*WHAT THE EXERCISE ASKS:* Which lines in the entries below contain the word "window"? Copy each of those lines.

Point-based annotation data
╭──
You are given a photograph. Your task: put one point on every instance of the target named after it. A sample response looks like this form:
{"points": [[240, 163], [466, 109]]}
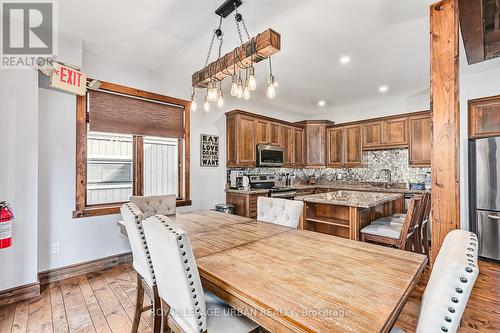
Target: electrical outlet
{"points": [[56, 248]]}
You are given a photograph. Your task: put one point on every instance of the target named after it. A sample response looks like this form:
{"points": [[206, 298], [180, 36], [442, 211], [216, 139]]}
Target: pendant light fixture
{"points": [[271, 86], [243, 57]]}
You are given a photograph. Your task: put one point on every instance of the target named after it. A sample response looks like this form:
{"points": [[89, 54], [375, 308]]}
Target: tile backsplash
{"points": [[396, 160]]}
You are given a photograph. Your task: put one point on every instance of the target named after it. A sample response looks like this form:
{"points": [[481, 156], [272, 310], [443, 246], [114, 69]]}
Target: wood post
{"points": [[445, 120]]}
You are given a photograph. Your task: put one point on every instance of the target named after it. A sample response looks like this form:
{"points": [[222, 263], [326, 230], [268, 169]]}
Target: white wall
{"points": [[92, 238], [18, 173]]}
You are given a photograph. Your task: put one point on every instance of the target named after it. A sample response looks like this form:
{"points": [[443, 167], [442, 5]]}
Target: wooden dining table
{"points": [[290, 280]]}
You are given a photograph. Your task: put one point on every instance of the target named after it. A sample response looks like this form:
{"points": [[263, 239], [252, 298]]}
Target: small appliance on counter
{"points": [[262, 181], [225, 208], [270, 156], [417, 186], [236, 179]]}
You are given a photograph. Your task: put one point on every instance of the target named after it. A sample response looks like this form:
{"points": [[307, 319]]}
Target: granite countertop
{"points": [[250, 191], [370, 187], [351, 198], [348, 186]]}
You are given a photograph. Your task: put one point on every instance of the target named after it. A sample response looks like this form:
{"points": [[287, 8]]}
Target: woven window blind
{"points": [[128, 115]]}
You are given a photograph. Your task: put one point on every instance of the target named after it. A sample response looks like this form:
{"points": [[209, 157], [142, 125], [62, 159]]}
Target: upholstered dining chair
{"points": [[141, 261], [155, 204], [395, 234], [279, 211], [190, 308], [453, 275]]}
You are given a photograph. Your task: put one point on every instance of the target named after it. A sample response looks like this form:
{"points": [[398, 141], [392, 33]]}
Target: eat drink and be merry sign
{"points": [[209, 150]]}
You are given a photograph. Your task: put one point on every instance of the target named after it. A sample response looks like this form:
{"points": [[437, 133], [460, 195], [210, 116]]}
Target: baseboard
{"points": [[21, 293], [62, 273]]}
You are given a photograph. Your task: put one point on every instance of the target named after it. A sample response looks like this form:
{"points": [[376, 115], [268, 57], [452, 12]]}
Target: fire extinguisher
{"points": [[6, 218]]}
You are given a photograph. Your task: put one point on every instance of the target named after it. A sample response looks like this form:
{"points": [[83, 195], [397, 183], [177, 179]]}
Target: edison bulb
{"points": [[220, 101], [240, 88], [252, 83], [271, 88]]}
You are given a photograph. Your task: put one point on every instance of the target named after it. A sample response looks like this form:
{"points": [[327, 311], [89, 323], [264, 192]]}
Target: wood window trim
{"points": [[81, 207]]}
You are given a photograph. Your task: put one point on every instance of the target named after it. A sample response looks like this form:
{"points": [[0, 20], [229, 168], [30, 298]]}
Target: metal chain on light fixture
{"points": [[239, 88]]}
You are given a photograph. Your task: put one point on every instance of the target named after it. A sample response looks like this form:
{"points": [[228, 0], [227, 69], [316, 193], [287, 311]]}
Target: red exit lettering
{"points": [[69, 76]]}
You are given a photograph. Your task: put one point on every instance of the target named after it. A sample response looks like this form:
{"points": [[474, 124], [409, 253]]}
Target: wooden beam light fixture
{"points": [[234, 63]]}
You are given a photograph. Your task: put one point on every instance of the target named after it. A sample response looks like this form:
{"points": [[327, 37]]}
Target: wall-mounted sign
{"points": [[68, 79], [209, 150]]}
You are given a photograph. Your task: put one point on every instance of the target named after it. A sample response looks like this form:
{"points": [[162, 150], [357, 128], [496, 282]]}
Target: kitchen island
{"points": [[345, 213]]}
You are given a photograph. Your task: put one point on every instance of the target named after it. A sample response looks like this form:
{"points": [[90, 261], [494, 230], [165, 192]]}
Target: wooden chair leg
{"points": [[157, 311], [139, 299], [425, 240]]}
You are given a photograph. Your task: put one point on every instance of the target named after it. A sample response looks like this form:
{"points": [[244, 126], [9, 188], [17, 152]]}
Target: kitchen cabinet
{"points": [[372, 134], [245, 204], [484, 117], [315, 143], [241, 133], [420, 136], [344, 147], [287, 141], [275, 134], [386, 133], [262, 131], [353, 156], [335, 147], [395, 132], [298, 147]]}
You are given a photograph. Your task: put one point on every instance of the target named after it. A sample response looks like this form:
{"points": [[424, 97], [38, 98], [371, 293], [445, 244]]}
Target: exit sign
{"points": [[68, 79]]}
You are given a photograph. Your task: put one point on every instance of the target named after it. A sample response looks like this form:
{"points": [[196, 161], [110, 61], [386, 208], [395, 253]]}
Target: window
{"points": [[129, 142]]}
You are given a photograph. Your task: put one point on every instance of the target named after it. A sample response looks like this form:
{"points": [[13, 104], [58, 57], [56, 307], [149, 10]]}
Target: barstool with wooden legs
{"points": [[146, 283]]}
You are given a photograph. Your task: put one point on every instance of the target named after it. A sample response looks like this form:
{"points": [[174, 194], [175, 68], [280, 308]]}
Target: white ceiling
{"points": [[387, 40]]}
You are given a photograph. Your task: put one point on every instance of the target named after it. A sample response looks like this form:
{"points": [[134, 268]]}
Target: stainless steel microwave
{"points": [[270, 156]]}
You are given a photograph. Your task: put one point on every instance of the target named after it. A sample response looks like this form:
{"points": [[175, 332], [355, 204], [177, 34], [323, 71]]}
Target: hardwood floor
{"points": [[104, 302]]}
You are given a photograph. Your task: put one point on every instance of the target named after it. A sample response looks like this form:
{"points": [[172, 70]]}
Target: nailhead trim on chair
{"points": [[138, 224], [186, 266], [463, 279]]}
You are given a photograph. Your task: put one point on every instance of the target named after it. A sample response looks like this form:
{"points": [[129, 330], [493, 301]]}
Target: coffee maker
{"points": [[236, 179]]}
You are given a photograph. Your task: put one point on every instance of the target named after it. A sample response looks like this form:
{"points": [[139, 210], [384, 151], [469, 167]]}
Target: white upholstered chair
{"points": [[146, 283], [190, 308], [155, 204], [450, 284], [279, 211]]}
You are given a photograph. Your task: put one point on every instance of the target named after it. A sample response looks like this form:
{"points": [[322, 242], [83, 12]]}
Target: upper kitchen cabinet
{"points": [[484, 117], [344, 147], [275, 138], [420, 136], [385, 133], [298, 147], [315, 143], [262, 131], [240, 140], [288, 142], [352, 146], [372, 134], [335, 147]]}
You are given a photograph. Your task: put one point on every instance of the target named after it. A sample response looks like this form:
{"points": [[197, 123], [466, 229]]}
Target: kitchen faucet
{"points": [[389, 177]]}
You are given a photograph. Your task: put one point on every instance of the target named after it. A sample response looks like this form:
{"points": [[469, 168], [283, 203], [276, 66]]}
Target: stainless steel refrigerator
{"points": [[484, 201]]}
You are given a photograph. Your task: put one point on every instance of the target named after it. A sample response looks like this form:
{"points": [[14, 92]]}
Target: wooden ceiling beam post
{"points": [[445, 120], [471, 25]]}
╰──
╭──
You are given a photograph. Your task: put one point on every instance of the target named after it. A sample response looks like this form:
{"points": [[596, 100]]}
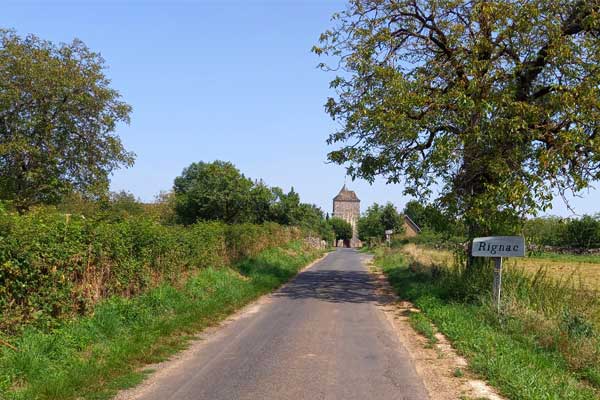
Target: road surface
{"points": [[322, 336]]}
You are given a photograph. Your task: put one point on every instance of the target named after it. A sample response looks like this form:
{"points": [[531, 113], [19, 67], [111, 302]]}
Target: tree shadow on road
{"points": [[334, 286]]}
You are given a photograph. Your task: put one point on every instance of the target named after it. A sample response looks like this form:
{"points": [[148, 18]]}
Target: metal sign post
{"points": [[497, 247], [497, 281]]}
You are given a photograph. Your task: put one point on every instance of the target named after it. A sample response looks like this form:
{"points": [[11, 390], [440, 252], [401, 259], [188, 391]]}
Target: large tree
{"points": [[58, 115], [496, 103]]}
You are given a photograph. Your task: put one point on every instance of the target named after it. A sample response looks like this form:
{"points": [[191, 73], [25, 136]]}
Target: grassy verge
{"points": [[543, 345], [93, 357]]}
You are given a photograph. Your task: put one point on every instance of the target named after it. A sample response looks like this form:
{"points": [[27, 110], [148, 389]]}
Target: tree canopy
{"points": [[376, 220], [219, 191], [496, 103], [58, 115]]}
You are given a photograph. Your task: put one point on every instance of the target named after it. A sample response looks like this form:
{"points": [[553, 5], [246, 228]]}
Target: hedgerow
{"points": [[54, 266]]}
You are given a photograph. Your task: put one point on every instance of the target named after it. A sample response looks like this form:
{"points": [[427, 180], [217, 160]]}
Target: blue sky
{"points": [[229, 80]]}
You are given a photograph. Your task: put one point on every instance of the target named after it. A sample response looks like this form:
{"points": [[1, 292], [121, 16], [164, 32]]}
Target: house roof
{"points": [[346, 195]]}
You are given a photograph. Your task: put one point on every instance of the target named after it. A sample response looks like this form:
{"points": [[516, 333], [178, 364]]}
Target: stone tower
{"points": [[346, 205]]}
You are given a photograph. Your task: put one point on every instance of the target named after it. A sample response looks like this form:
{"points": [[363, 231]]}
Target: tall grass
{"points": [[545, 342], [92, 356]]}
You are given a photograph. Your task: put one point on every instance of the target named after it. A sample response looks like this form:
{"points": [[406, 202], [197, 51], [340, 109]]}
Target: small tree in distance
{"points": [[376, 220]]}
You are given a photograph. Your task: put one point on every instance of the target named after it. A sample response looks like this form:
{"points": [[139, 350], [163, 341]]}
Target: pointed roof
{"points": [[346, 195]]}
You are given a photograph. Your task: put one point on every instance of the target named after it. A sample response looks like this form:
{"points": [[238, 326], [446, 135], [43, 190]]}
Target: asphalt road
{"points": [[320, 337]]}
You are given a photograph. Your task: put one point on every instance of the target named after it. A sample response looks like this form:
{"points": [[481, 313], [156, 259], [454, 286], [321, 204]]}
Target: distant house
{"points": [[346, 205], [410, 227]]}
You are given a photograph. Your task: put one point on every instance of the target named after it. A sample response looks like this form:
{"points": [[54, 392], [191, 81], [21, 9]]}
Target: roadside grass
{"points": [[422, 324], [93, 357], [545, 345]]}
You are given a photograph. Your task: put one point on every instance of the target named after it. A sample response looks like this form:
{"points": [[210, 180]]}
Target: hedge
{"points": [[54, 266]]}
╰──
*RESPONSE TO THE TASK:*
Target: woven window blind
Target: wood window trim
Target: window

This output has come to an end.